#### YOUR GOAL
Keeping every word intact, reproduce all of the records.

GIVEN INFORMATION: Begin

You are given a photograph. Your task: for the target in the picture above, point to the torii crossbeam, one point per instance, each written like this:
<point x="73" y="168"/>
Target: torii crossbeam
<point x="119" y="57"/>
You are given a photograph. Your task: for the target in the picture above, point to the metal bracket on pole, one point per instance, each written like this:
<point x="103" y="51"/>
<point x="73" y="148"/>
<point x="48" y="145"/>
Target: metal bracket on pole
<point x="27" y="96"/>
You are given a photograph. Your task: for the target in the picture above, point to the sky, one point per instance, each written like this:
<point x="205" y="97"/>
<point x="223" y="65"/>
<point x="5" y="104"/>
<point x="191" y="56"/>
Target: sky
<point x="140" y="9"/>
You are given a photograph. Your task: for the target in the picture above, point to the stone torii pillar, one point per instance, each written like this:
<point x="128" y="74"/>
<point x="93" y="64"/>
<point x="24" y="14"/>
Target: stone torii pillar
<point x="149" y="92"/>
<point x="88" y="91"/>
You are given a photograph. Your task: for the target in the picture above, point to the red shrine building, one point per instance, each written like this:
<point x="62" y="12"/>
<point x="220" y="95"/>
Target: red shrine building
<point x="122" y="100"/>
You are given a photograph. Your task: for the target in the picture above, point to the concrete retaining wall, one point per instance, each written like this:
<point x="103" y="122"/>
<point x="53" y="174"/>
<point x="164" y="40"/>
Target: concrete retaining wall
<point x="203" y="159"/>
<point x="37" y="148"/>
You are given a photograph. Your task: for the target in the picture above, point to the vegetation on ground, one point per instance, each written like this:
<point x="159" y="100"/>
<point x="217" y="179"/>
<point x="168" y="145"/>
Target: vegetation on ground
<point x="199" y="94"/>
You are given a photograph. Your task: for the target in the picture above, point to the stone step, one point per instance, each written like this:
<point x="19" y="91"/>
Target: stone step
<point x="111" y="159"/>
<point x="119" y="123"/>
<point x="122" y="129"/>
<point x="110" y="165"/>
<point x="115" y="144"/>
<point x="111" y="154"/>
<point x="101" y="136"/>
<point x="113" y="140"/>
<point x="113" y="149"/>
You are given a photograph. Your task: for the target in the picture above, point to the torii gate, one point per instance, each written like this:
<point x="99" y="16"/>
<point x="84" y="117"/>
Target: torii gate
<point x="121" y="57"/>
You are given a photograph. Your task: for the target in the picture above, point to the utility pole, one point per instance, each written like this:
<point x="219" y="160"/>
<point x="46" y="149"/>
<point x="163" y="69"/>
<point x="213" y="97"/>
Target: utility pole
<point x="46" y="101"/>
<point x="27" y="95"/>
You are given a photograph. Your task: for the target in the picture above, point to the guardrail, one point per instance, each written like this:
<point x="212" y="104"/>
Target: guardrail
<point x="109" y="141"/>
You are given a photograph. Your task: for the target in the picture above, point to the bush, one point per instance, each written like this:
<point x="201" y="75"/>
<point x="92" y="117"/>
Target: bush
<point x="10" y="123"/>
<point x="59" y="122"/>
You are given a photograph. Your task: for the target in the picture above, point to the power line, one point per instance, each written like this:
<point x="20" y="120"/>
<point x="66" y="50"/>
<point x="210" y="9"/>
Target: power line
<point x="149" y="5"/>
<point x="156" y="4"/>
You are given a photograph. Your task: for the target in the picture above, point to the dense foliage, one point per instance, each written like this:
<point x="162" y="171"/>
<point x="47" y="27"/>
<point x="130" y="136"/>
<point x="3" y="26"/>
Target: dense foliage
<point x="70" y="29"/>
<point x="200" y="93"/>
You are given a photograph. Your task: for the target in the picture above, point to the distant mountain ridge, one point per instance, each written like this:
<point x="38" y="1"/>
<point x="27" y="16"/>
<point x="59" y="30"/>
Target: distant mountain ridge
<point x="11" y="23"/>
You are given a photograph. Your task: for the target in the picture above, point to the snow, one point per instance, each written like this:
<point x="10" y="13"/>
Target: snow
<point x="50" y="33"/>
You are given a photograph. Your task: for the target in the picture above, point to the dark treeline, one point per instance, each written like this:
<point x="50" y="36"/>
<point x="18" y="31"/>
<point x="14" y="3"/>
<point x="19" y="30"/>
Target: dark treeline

GIVEN INFORMATION: End

#### SOLVED EXERCISE
You are given a photograph. Your task: for the target in the picture above, point to the torii crossbeam, one point per instance, each written like this:
<point x="73" y="168"/>
Target: torii crossbeam
<point x="119" y="57"/>
You are given a photograph. Your task: for the target in the picture above, point to the metal bracket on pole, one point per instance, each written like this:
<point x="103" y="51"/>
<point x="73" y="148"/>
<point x="48" y="145"/>
Target: metal bracket on pole
<point x="27" y="96"/>
You are given a photograph. Your task: for the target in the picture above, point to the sky, one point per instance, each written like this:
<point x="205" y="97"/>
<point x="223" y="65"/>
<point x="5" y="104"/>
<point x="191" y="56"/>
Target: sky
<point x="140" y="9"/>
You are given a photograph. Your task: for the target in the picture above, point to the stone torii pillar, one point per instance, each written like this:
<point x="128" y="74"/>
<point x="93" y="64"/>
<point x="24" y="14"/>
Target: stone torii pillar
<point x="149" y="92"/>
<point x="88" y="91"/>
You are given a photograph. Your task: for the target in the picture above, point to the red shrine building, one point per instance, each written like this:
<point x="62" y="12"/>
<point x="220" y="95"/>
Target: red shrine building
<point x="122" y="100"/>
You are given a photograph. Your task: for the target in the picture above, point to the concrete retaining wall, one point per instance, each written like this:
<point x="103" y="122"/>
<point x="53" y="174"/>
<point x="164" y="40"/>
Target: concrete retaining wall
<point x="203" y="159"/>
<point x="37" y="148"/>
You are given a photograph. Your task: for the target in the picture above, point to the vegetation on ground, one point per instance, each written like this:
<point x="159" y="100"/>
<point x="217" y="179"/>
<point x="168" y="145"/>
Target: vegetation on ground
<point x="199" y="94"/>
You are given a photograph. Your task: for the target in the picture above, point to the stone step, one point per instance, each written like this:
<point x="19" y="91"/>
Target: stone step
<point x="111" y="159"/>
<point x="119" y="123"/>
<point x="122" y="129"/>
<point x="110" y="165"/>
<point x="115" y="144"/>
<point x="111" y="154"/>
<point x="101" y="136"/>
<point x="113" y="140"/>
<point x="113" y="149"/>
You are given a photograph. Your task: for the target in the picture above, point to the torii gate, one point per instance, each written like this:
<point x="99" y="16"/>
<point x="84" y="117"/>
Target: torii gate
<point x="121" y="57"/>
You are given a photograph. Your task: for the target in the picture above, point to the utility pole, one point per instance, each written like this:
<point x="219" y="160"/>
<point x="46" y="149"/>
<point x="163" y="69"/>
<point x="213" y="97"/>
Target: utility pole
<point x="46" y="101"/>
<point x="27" y="95"/>
You are given a photograph. Your task: for the target in the picture above, point to the guardrail, one point per instance, each written like this:
<point x="212" y="104"/>
Target: guardrail
<point x="109" y="141"/>
You are given a photograph. Your task: for the target in the picture above, point to the bush, one point per instance, each written like this:
<point x="201" y="75"/>
<point x="92" y="117"/>
Target: bush
<point x="10" y="123"/>
<point x="59" y="122"/>
You are given a photograph. Your task: for the target in the picture above, point to the power line, one point per instance, each written like this:
<point x="20" y="120"/>
<point x="66" y="50"/>
<point x="210" y="9"/>
Target: power line
<point x="149" y="5"/>
<point x="156" y="4"/>
You are given a photograph. Your task: for the target in the picture above, point to the dense foliage, one point per instance, each written like this:
<point x="162" y="171"/>
<point x="47" y="27"/>
<point x="130" y="136"/>
<point x="3" y="26"/>
Target: dense foliage
<point x="70" y="29"/>
<point x="200" y="93"/>
You are given a photograph. Your task: for the target in the picture above, point to the distant mountain ridge, one point per instance, each written like this:
<point x="38" y="1"/>
<point x="27" y="16"/>
<point x="59" y="30"/>
Target: distant mountain ridge
<point x="11" y="23"/>
You are given a photograph. Your task: for the target in the picture above, point to the snow, one point per instance, each written like this:
<point x="10" y="13"/>
Target: snow
<point x="50" y="33"/>
You are given a photograph. Your task: for the target in the picture above, point to the dark treeline, one point per instance, each written like this:
<point x="50" y="36"/>
<point x="18" y="31"/>
<point x="14" y="3"/>
<point x="19" y="30"/>
Target: dark treeline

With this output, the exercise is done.